**Set exercise**
Output all records precisely as written.

**Task data**
——————

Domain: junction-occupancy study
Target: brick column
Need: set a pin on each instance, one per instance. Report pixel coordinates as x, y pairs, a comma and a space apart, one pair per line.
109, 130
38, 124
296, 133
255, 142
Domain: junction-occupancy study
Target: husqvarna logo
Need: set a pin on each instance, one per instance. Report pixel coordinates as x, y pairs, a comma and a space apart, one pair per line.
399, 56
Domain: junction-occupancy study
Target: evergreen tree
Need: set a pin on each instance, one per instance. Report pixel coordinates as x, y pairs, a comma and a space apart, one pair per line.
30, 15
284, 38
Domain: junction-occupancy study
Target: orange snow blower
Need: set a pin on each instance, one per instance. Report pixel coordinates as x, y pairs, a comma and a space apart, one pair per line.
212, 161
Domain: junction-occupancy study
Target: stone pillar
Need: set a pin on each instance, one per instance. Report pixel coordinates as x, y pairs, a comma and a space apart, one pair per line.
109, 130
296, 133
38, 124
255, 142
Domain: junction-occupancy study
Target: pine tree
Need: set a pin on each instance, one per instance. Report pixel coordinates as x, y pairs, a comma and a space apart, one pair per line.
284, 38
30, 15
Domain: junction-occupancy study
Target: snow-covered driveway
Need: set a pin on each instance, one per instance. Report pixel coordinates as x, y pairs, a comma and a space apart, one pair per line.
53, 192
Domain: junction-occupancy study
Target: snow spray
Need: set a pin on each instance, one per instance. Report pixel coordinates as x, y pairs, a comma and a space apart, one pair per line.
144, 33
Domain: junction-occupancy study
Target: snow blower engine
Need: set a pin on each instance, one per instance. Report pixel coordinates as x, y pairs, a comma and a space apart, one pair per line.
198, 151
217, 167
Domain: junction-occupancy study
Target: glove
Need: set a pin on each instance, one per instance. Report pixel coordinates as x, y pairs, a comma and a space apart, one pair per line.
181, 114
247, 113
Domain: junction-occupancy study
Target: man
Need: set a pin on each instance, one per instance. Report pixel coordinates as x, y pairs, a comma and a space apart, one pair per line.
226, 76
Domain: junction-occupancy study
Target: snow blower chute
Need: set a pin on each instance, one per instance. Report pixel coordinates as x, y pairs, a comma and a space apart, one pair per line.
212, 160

——————

**Correct response**
Domain: junction-occupancy study
Target: brick column
Need: set a pin on each instance, one per instance. Report pixel coordinates as x, y pairs, a comma and a space apart, one pair per line.
109, 130
38, 124
296, 133
255, 142
Domain: junction-occupancy study
Target: husqvarna logo
Need: set a pin on each instance, one per instance. Report pixel coordinates as x, y pairs, a comma and a space apart, one pair per line.
399, 56
Domain: junction-occupancy study
Target: evergreen tree
Need: set a pin on each instance, one per instance. Report pixel coordinates as x, y pairs, a comma and a space apart, one pair per line.
30, 15
284, 38
Domain: junction-occupancy study
Target: orange snow blower
Need: set a pin on each instance, one per instance. Report pixel coordinates as x, y pairs, a comma and a space apart, one pair per line.
212, 161
Domain: junction-occupancy study
Target: stone pillar
Need: set a pin on each instance, one per instance. Report pixel coordinates as x, y pairs, a comma and a space apart, one pair per line.
109, 130
296, 133
38, 124
255, 142
Domain: junction-occupancy study
Target: pine tree
Need: set a pin on each instance, one per instance. Report pixel coordinates as x, y pairs, a comma and a space apart, one pair per line.
284, 38
30, 15
Domain: junction-occupancy study
Target: snow-covered driveway
Need: set a pin on each instance, one per instance. Report pixel coordinates as x, y pairs, a comma and a space apart, one pair per line.
53, 192
Domain: junction-occupancy study
Target: snow spray
Need: set a pin on each instance, one per instance. Report pixel coordinates as x, y pairs, a comma and a space apart, one pair per line.
144, 33
Domain: junction-occupancy study
Target: snow blower engine
Need: set a pin on each instance, one per instance. Report pixel coordinates as x, y pairs, a comma and a space apart, one pair per line.
198, 151
217, 167
Domain: junction-occupancy study
Target: glove
Need: set a pin on each instance, one per instance. Report pixel coordinates as x, y pairs, a comma and a space apart, one pair per line.
181, 114
247, 113
Domain: junction-occupancy study
Target: man
Need: set a pin on each instance, one per instance. Report pixel coordinates as x, y pairs, a comma and a space apart, one pair per line.
226, 76
Domain: junction-occupancy study
Target: snow blower chute
Need: set a pin on each instance, one per instance. Report pixel coordinates as x, y pairs, a comma and a space apart, one pair per line.
212, 160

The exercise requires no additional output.